Условие задания:
Подхватите приведенный ниже рассказ о Тургеневе и Станкевиче в Риме и продолжите его после предложения «На рисунке Тургенев стоял за спиной своего соперника и держал над его головой свадебный венец».

━━━ Текст для чтения ━━━

И прелести явленьем по привычке
Любуется, как встарь, душа моя, —
 
   Станкевич сказал, что плохо тому, кто по привычке любуется прелестью, да еще в такие молодые годы.
   Во всем существе его поражала окружающих редкая правдивость. Временами казалось, что он видит собеседника насквозь, высвечивает своим лучистым взглядом его сущность и прекрасно чувствует, где в нем правда и где ложь. Перед такой цельной личностью Тургенев терялся, чувствуя свои слабости. Но в этом чувстве не было ничего унижающего человеческое достоинство, потому что в правдивости Станкевича отсутствовали малейшие признаки самовлюбленности, внутреннего сознания своей избранности. Таким сделала его природа, и он носил свой дар легко и свободно, не сознавая, каким сокровищем обладает.
   Нравственное влияние Станкевича на художественно одаренную натуру Тургенева было велико и плодотворно. Склонный к разнообразию и непостоянству, увлекающийся и разбрасывающийся, в общении с другом он собирался, духовные силы укреплялись и внутренний мир приобретал гармоническую завершенность и полноту. Тогда жизнь становилась радостной и осмысленной, согретой внутренним светом истины, добра и красоты.
   Спустя несколько месяцев Тургенев, уже из Берлина, писал в Москву Грановскому: «Со мною случилось тоже, что с бедным человеком, получившим огромное наследство… Целый мир, мне не знакомый, мир художества — хлынул мне в душу… Скажу Вам на ухо: до моего путешествия в Италию мрамор статуи был для меня только что мрамор, и я никогда не мог понять всю тайную прелесть живописи».
   В Риме жило тогда русское семейство Ховриных, к которым Тургенев и Станкевич ходили беспрестанно. Муж, по характеристике Тургенева, «глупый отставной гусар», жена, Марья Дмитриевна, известная московская барыня, и две дочки, старшей из которых, Александре, едва минуло шестнадцать лет. Александра, которую все ласково называли Шушу, была мила и красива; в неё все были немножко влюблены, но она оставалась равнодушной и веселой щебетуньей, хотя временами казалось, что Шушу испытывает тайную симпатию к Станкевичу, отвечавшему ей «дружеским, почти отеческим чувством». У Ховриных бывал и друг Станкевича Александр Павлович Ефремов, с которым Тургенев близко сошелся в Риме. Ефремов изучал в Берлине географические науки, а потом преподавал в Московском университете. Посещал семейство Ховриных художник А. Т. Марков, впоследствии профессор живописи, поляк Брингинский, друг Листа, превосходный музыкант. По вечерам здесь не умолкали шутки и смех, звучала музыка, Тургенев упражнялся в художестве. Он брал в Риме уроки у немецкого художника Рунда и обнаруживал незаурядные способности рисовальщика. Станкевич особенно одобрял тургеневские шаржи и пришел в восторг от комического рисунка, изображающего свадьбу Шушу с Марковым. На рисунке Тургенев стоял за спиной своего соперника и держал над его головой свадебный венец.

━━━ Исходные данные ━━━

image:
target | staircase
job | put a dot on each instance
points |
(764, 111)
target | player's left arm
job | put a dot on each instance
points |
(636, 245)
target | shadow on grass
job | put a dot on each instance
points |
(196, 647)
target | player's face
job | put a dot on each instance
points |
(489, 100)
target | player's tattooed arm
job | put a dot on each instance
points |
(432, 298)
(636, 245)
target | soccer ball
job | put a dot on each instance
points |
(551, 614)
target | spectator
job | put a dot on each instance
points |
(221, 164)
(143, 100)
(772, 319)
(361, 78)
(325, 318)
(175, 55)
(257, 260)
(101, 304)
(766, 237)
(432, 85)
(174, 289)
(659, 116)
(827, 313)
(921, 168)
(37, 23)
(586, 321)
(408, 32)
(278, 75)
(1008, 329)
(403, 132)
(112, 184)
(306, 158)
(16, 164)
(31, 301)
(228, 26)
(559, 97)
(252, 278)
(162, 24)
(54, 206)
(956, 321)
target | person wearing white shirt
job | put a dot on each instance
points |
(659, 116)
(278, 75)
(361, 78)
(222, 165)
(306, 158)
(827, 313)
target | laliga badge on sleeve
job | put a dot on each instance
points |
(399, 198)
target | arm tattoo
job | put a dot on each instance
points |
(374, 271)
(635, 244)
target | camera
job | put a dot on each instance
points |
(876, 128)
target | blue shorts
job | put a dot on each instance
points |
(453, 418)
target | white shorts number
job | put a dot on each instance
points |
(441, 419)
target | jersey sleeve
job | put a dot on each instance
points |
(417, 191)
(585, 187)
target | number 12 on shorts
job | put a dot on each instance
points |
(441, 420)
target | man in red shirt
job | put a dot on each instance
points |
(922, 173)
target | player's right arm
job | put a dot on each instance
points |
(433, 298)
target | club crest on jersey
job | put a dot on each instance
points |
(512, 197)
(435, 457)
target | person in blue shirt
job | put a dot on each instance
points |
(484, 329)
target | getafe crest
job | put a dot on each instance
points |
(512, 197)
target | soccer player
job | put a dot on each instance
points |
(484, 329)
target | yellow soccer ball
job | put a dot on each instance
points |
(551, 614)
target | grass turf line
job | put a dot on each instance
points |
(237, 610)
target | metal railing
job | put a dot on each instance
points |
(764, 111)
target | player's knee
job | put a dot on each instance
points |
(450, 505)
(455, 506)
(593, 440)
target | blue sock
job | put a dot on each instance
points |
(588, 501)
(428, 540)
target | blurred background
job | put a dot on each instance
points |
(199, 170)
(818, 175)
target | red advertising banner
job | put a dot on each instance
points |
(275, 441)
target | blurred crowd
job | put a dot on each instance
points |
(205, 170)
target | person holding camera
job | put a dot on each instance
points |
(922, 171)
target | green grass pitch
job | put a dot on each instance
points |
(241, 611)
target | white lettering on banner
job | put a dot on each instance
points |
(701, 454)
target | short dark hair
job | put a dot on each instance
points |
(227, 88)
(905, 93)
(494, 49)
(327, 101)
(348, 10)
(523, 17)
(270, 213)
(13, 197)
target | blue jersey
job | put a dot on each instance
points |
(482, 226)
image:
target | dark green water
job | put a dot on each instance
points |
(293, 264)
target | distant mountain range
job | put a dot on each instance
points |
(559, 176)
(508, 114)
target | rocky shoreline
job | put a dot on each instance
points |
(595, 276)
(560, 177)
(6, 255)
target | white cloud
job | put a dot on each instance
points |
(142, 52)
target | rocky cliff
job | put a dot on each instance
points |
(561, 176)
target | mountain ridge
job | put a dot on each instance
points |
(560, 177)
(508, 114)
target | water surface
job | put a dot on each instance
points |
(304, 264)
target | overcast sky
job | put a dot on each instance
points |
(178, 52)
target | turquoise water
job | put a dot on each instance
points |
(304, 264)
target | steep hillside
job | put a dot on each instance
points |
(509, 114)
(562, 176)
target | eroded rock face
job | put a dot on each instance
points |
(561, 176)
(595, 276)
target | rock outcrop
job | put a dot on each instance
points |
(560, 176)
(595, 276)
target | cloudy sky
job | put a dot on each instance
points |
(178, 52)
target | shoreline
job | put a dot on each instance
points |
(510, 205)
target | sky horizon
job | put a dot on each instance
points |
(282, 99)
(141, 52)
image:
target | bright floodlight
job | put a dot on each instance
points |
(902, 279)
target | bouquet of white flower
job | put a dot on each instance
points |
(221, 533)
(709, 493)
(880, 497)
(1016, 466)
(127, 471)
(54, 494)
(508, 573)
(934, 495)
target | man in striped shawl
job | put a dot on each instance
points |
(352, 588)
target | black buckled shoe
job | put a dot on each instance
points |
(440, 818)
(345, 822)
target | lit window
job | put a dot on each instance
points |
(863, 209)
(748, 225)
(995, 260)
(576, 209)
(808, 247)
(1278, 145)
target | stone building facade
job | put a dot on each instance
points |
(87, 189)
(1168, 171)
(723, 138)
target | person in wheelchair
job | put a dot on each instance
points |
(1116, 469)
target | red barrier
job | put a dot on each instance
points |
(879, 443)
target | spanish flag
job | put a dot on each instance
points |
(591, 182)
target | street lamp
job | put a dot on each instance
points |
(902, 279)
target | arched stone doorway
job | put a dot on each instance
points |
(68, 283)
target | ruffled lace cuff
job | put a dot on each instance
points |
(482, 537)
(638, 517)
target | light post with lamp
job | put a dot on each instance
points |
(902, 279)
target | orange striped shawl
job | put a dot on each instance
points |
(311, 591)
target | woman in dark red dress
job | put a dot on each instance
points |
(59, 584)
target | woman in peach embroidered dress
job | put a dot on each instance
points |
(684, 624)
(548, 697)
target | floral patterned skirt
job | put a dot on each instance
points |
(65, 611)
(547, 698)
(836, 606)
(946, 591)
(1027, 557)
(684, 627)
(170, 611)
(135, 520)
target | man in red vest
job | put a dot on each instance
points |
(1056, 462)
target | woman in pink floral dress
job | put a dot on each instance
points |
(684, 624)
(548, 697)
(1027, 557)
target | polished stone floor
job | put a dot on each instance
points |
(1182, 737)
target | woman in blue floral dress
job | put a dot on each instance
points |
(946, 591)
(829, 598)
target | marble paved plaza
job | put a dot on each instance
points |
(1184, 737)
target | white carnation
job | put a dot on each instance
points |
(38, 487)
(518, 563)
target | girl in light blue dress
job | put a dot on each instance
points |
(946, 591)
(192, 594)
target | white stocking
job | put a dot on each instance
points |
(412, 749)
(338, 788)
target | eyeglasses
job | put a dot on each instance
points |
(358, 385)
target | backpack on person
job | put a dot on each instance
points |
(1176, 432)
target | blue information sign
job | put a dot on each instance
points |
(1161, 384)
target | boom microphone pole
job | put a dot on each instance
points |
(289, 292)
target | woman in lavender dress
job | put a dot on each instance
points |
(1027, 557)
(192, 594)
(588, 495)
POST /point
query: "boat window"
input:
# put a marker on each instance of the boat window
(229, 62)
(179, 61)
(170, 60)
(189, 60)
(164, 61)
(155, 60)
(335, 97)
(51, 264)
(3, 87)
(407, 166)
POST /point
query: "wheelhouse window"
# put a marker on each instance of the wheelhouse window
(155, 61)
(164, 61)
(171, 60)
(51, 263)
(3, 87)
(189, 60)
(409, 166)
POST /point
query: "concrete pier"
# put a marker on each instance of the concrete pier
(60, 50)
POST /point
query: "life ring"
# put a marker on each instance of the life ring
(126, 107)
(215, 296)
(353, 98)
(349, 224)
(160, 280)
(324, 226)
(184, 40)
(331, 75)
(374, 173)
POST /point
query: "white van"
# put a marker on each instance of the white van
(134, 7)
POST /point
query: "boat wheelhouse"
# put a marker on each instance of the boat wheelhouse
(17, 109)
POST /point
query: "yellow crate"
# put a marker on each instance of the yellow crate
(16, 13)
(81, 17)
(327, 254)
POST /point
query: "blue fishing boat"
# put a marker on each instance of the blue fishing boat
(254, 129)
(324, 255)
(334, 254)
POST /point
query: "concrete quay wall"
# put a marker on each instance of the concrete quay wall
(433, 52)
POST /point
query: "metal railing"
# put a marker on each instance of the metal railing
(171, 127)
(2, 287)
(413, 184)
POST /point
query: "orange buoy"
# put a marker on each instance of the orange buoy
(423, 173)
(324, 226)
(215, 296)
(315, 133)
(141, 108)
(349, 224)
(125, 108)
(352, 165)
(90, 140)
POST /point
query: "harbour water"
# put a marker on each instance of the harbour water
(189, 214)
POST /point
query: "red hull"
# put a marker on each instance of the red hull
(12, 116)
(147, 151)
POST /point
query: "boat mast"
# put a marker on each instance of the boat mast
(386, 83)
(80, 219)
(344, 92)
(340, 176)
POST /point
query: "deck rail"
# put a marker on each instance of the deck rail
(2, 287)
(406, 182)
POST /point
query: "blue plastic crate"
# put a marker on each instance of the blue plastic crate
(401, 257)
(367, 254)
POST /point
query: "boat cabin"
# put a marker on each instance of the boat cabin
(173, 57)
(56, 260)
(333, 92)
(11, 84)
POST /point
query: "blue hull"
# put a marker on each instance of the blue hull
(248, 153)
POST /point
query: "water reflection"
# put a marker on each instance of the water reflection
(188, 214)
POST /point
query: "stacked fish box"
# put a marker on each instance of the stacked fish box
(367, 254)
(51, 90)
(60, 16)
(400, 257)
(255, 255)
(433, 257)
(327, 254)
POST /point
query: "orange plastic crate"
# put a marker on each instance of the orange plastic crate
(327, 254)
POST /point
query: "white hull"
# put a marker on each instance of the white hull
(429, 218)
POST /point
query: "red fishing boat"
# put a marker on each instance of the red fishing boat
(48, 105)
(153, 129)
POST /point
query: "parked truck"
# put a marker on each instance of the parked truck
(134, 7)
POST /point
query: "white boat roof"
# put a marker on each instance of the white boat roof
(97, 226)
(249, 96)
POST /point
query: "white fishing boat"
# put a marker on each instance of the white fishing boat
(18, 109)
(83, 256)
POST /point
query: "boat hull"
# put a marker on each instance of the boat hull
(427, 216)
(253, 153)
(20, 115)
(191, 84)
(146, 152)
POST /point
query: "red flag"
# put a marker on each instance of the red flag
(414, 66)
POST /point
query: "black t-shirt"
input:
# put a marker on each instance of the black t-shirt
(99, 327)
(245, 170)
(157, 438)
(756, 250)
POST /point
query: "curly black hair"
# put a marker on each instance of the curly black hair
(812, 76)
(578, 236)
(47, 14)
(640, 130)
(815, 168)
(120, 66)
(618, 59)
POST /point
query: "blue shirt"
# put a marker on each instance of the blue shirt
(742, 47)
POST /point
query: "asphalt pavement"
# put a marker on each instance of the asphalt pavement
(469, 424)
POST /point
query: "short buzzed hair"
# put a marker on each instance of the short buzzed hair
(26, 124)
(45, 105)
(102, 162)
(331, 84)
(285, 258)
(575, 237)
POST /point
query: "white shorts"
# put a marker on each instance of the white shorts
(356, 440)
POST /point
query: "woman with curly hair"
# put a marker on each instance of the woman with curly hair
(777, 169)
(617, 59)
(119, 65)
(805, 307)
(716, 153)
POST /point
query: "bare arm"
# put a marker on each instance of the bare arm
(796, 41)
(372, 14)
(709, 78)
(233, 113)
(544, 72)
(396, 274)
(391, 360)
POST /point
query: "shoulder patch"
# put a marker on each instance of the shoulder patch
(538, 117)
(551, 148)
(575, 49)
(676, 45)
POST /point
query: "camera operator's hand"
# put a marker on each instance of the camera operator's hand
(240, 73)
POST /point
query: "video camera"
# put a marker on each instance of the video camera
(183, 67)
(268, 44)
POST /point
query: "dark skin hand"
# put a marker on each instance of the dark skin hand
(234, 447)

━━━

Результат выполнения:
   Однако минуты беззаботного молодого веселья временами омрачались болезнью Станкевича. Злая чахотка подтачивала его силы, и он таял на глазах. Раз Тургенев шел с ним к Ховриным. Говорили о Пушкине, которого Станкевич очень любил. Поднимаясь на четвертый этаж, Станкевич увлеченно читал стихи «Снова тучи надо мною» негромким, но выразительным голосом и вдруг остановился, кашлянул и поднес платок к губам, — на платке показалась кровь… Тургенев невольно вздрогнул, а он улыбнулся в ответ грустной улыбкой и дочитал стихотворение до конца. Станкевич не любил говорить о своей болезни и старался всеми силами сделать так, чтобы для друзей и близких ее как бы не существовало.
   Но предчувствие близкой смерти уже жило в нем. Тургенев вспоминал, как однажды вечером они возвращались в открытой коляске из Альбано. У высокой придорожной развалины, обвитой плющом, Тургеневу вдруг вздумалось закричать громким голосом: «Божественный Кай Юлий Цезарь!» — и в развалине эхо отозвалось на этот крик каким-то стоном. Станкевич, который до этого времени был очень разговорчив и весел, — вдруг побледнел, умолк и спустя некоторое время проговорил со странным выражением лица: «Зачем вы это сделали?»…
   Во второй половине апреля 1840 года они расстались. Тургенев с Ефремовым отправились в Неаполь, Станкевич остался в Риме в ожидании сестры М. А. Бакунина Варвары Александровны Дьяковой, которую он тайно любил. Из Неаполя Тургенев писал Станкевичу, подробно рассказывал о своих впечатлениях: «Прямо перед нашим домом, на другой стороне залива, стоит Везувий; ни малейшей струи дыма не вьется над его двойной вершиной. По краям полукруглого залива теснятся ряды белых домиков непрерывной цепью до самого Неаполя; там город и гавань, и Кастель-дель-Ово… Но цвет и блеск моря, серебристого там, где отражается в нем солнце, пересеченного долгими лиловыми полосами немного далее, темно-голубого на небосклоне, его туманное сияние около островов Капри и Некия — это небо, это благовонье, эта нега…»
   Здесь, под небом Италии, под светом южного солнца, в стране четких и ярких красок, поражающих зрение богатством своих оттенков, оттачивалась художественная восприимчивость Тургенева, рождался писатель-пейзажист, не имевший соперников ни в России, ни в Западной Европе.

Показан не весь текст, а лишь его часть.